> **THE TASK**
Skip every line before the one containing "Spot the deep", then copy that line and the rest of the entries below exactly, through the last line.

> **Saved entries**
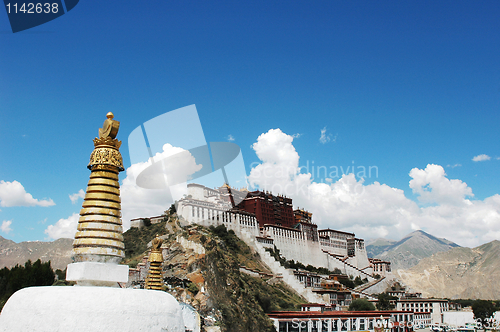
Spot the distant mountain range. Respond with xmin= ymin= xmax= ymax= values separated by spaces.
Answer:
xmin=366 ymin=231 xmax=459 ymax=271
xmin=0 ymin=236 xmax=73 ymax=270
xmin=395 ymin=240 xmax=500 ymax=300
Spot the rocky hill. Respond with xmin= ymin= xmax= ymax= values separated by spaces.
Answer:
xmin=366 ymin=231 xmax=459 ymax=271
xmin=397 ymin=240 xmax=500 ymax=300
xmin=0 ymin=236 xmax=73 ymax=270
xmin=366 ymin=238 xmax=398 ymax=258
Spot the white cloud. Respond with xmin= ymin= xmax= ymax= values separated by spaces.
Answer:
xmin=45 ymin=213 xmax=80 ymax=240
xmin=248 ymin=129 xmax=500 ymax=246
xmin=410 ymin=164 xmax=474 ymax=204
xmin=120 ymin=144 xmax=202 ymax=230
xmin=319 ymin=127 xmax=332 ymax=144
xmin=0 ymin=220 xmax=12 ymax=234
xmin=69 ymin=189 xmax=85 ymax=204
xmin=472 ymin=154 xmax=491 ymax=161
xmin=0 ymin=180 xmax=55 ymax=207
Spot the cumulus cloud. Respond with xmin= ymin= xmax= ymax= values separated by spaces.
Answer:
xmin=0 ymin=180 xmax=55 ymax=207
xmin=248 ymin=129 xmax=500 ymax=246
xmin=69 ymin=189 xmax=85 ymax=204
xmin=120 ymin=144 xmax=202 ymax=230
xmin=45 ymin=213 xmax=80 ymax=240
xmin=472 ymin=154 xmax=491 ymax=161
xmin=410 ymin=165 xmax=474 ymax=204
xmin=0 ymin=220 xmax=12 ymax=234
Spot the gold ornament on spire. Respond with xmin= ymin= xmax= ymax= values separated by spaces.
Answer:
xmin=145 ymin=234 xmax=163 ymax=290
xmin=72 ymin=112 xmax=125 ymax=263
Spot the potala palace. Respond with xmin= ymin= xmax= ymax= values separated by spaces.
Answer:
xmin=177 ymin=184 xmax=391 ymax=281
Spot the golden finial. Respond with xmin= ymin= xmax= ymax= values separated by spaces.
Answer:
xmin=73 ymin=112 xmax=125 ymax=263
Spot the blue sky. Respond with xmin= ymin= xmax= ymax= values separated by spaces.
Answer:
xmin=0 ymin=1 xmax=500 ymax=245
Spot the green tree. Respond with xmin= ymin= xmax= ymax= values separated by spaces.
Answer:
xmin=349 ymin=299 xmax=375 ymax=311
xmin=472 ymin=300 xmax=495 ymax=327
xmin=377 ymin=293 xmax=397 ymax=310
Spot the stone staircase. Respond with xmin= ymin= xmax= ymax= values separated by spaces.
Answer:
xmin=239 ymin=230 xmax=326 ymax=304
xmin=323 ymin=250 xmax=376 ymax=281
xmin=354 ymin=277 xmax=385 ymax=292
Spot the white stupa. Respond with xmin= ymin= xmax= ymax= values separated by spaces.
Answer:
xmin=0 ymin=113 xmax=185 ymax=332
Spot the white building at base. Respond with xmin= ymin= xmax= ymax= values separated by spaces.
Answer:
xmin=176 ymin=184 xmax=390 ymax=281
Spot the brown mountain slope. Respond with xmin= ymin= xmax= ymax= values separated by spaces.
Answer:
xmin=0 ymin=236 xmax=73 ymax=270
xmin=397 ymin=240 xmax=500 ymax=300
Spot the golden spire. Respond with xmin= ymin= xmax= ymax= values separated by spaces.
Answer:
xmin=144 ymin=234 xmax=163 ymax=290
xmin=72 ymin=112 xmax=125 ymax=263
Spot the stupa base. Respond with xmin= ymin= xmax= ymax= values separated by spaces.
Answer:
xmin=66 ymin=262 xmax=128 ymax=287
xmin=0 ymin=286 xmax=185 ymax=332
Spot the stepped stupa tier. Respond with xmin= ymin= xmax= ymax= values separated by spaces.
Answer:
xmin=72 ymin=112 xmax=125 ymax=263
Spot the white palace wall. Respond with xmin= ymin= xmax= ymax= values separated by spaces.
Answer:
xmin=177 ymin=195 xmax=372 ymax=279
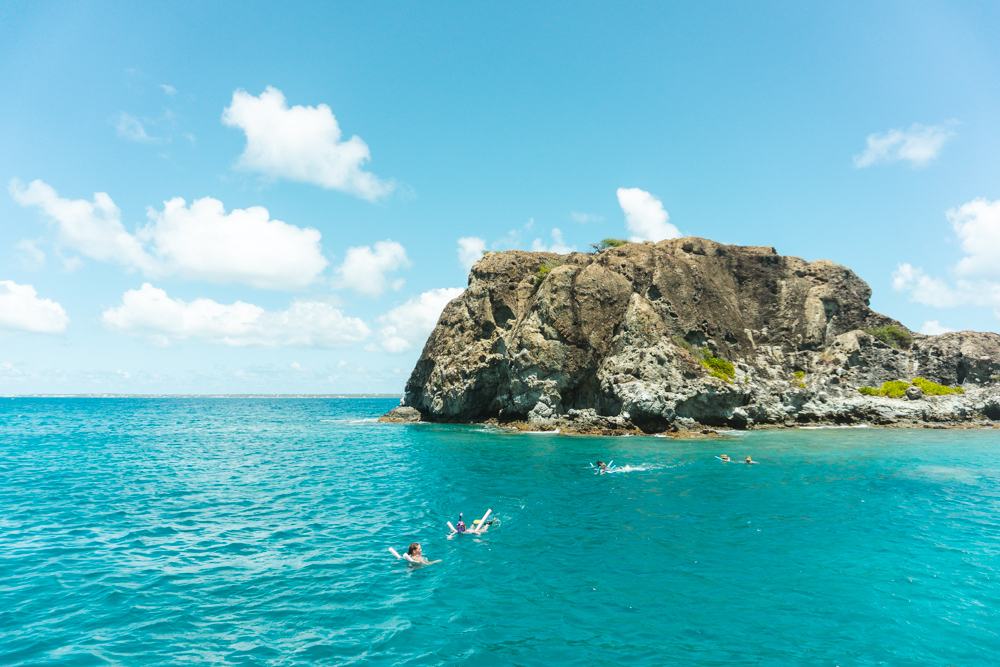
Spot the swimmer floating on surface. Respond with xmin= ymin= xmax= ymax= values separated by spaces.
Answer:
xmin=448 ymin=509 xmax=495 ymax=538
xmin=389 ymin=542 xmax=441 ymax=565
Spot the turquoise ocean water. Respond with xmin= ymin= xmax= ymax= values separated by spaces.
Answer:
xmin=0 ymin=398 xmax=1000 ymax=666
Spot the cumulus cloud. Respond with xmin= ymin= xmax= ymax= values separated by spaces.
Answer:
xmin=947 ymin=198 xmax=1000 ymax=279
xmin=337 ymin=239 xmax=410 ymax=297
xmin=892 ymin=199 xmax=1000 ymax=308
xmin=139 ymin=197 xmax=327 ymax=289
xmin=618 ymin=188 xmax=681 ymax=242
xmin=10 ymin=179 xmax=154 ymax=271
xmin=920 ymin=320 xmax=954 ymax=336
xmin=458 ymin=236 xmax=486 ymax=271
xmin=101 ymin=283 xmax=371 ymax=348
xmin=376 ymin=287 xmax=465 ymax=354
xmin=0 ymin=280 xmax=69 ymax=334
xmin=10 ymin=180 xmax=327 ymax=289
xmin=531 ymin=227 xmax=576 ymax=255
xmin=222 ymin=86 xmax=394 ymax=201
xmin=854 ymin=123 xmax=955 ymax=169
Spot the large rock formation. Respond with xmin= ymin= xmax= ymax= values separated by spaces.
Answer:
xmin=382 ymin=237 xmax=1000 ymax=432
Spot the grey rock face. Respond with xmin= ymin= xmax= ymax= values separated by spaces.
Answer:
xmin=390 ymin=237 xmax=1000 ymax=432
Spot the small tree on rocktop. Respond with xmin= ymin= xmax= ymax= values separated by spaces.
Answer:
xmin=590 ymin=239 xmax=628 ymax=252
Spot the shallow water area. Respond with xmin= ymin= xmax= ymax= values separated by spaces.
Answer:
xmin=0 ymin=398 xmax=1000 ymax=667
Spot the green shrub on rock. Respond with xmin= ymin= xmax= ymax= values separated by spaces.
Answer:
xmin=865 ymin=324 xmax=913 ymax=348
xmin=535 ymin=259 xmax=562 ymax=285
xmin=858 ymin=378 xmax=965 ymax=398
xmin=701 ymin=358 xmax=736 ymax=384
xmin=590 ymin=239 xmax=628 ymax=252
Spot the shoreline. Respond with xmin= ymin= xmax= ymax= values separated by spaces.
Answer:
xmin=378 ymin=415 xmax=1000 ymax=439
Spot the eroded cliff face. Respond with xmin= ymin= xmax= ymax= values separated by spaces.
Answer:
xmin=386 ymin=237 xmax=1000 ymax=432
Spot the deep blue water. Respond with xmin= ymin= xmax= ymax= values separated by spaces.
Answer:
xmin=0 ymin=398 xmax=1000 ymax=667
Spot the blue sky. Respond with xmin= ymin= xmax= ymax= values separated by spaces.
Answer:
xmin=0 ymin=2 xmax=1000 ymax=394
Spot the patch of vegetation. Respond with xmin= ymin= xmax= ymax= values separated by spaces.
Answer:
xmin=865 ymin=324 xmax=913 ymax=349
xmin=858 ymin=378 xmax=965 ymax=398
xmin=535 ymin=259 xmax=562 ymax=285
xmin=701 ymin=354 xmax=736 ymax=384
xmin=913 ymin=378 xmax=965 ymax=396
xmin=590 ymin=239 xmax=628 ymax=252
xmin=858 ymin=380 xmax=910 ymax=398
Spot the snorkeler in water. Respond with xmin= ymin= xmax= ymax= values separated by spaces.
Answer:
xmin=389 ymin=542 xmax=441 ymax=565
xmin=406 ymin=542 xmax=441 ymax=565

> **RESPONSE TO THE TASK**
Spot the deep blue water. Respond with xmin= ymin= xmax= ymax= values separated by spaces.
Answer:
xmin=0 ymin=398 xmax=1000 ymax=667
Spot the blue sky. Respond with xmin= ymin= xmax= ymax= values separated by spaces.
Answer:
xmin=0 ymin=2 xmax=1000 ymax=394
Spot the patch of vegetation. Respond with xmin= ymin= xmax= ymax= values separated by spaces.
Answer:
xmin=865 ymin=324 xmax=913 ymax=349
xmin=858 ymin=378 xmax=965 ymax=398
xmin=535 ymin=259 xmax=562 ymax=285
xmin=701 ymin=354 xmax=736 ymax=384
xmin=913 ymin=378 xmax=965 ymax=396
xmin=590 ymin=239 xmax=628 ymax=252
xmin=858 ymin=380 xmax=910 ymax=398
Spot the snorkeler in water. Respond with xmin= ymin= xmax= ymax= values separated by spaces.
Answer:
xmin=389 ymin=542 xmax=441 ymax=565
xmin=406 ymin=542 xmax=441 ymax=565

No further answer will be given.